Passage shown>

The Top 10 NA Books to Read When You’re Tired of YA

Young adult literature was once the highlight of my existence. But, one can only take so many love triangles, high school drama, and mean girls before being cursed to an endless array of disappointing book slumps.

My new obsession (and preference) is currently NA novels. The New Adult genre is a fairly recent explosive trend in book publishing. Novels in this category feature characters who are 18-30 years old and are most often set in college. USA Today describes the new book category as a “mix with the high-octane emotions of youth and the freedom of leaving home.”

As someone who grew up on Young Adult fiction—I admit that it was Twilight that first got me into reading—New Adult served as the perfect literary escape as I gradually grew out of YA novels. However, that doesn't mean that there aren't some amazing Young Adult books out there that explore everything from mental illness to great fantasy worlds, all of which I still read with eagerness. 

NA brings the youthful nature of YA without filters or age restraints; it delves into mature topics and themes that are more relatable to my life as college student. Although, that isn’t to say that there aren’t some cliché and cringe-y novels floating around. There’s also the fact that many covers feature an abnormal amount of shirtless guys, but don’t let that fool you! I have been lucky enough to discover some New Adult books with hilarious banter and great characters that are awesome to read between classes or whenever you have some free time.

Amour Amour by Krista and Becca Richie (Goodreads rating: 4.26)

Source information>
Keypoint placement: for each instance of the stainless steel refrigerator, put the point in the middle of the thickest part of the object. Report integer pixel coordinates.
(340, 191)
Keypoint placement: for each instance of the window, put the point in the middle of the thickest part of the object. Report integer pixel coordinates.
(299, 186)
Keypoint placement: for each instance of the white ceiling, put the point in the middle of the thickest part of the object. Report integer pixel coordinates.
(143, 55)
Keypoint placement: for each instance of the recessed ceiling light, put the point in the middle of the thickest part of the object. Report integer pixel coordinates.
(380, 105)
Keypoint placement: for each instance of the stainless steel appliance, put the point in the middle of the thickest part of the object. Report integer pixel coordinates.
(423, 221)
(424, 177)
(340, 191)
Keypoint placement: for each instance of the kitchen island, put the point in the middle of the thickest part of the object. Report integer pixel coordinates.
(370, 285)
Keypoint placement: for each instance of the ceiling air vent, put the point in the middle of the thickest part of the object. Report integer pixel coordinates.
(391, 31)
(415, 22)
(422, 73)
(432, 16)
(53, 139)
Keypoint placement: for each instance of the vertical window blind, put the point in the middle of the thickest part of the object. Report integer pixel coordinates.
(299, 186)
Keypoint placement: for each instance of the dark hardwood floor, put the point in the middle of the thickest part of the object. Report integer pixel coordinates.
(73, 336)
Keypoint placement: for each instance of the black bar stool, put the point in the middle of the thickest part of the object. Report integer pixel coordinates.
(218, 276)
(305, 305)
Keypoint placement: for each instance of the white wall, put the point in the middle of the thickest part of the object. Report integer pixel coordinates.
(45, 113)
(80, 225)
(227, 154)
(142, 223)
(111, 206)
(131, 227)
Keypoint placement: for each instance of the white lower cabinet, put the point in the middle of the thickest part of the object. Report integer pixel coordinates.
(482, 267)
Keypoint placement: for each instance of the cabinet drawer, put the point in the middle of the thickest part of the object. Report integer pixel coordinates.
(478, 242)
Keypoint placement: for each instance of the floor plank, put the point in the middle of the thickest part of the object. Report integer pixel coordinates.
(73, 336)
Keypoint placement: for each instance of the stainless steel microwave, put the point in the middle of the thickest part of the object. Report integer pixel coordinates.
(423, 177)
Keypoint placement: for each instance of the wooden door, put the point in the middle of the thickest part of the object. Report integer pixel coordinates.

Prompt A>
In the article on New Adult books, translate this sentence into Spanish: "Novels in this category feature characters who are 18-30 years old and are most often set in college."
Prompt B>
Resume the article on New Adult books after its final line, the entry heading for Amour Amour.

Exercise output A>
Las novelas de esta categoría tienen personajes de entre 18 y 30 años y suelen estar ambientadas en la universidad.

Exercise output B>
“I’m average. I’ve been average most of my life, but there are moments where I feel extraordinary. Invincible. Able to conquer any fear and step outside any box. There is no illusion, no fantasy. I can climb a forty-foot pole. I can fly eighty-feet in the air. I can be taller than tall. It’s a dream that I’m living. Every day. With him.”

Krista and Becca Ritchie are hands down one of my favorite authors. Amour Amour features a main character (Thora, 21) who has aspirations to be in the circus. Features: age difference, family themes, and moderate emotional angst.

 

More than water by Renee Ericson (Goodreads rating: 4.08)

“I’m surprised you don’t have any tattoos. I thought that was part of the artist uniform.”

“Who says I should be that much of a cliché? I’m naturally a masterpiece.”

I highly recommend this one. The romance and the witty banter is great. Features: FWB (Friends with Benefits) but the two characters have a real, genuine friendship before everything goes down. The main character, EJ, is a feisty, sarcastic college senior and I want her to be my best friend.

 

The Deal by Elle Kennedy (Goodreads rating: 4.31)

“Just out of curiosity,” she says, “after you wake up in the morning, do you admire yourself in the mirror for one hour or two?”

“Two,” I reply cheerfully.

“Do you high five yourself?”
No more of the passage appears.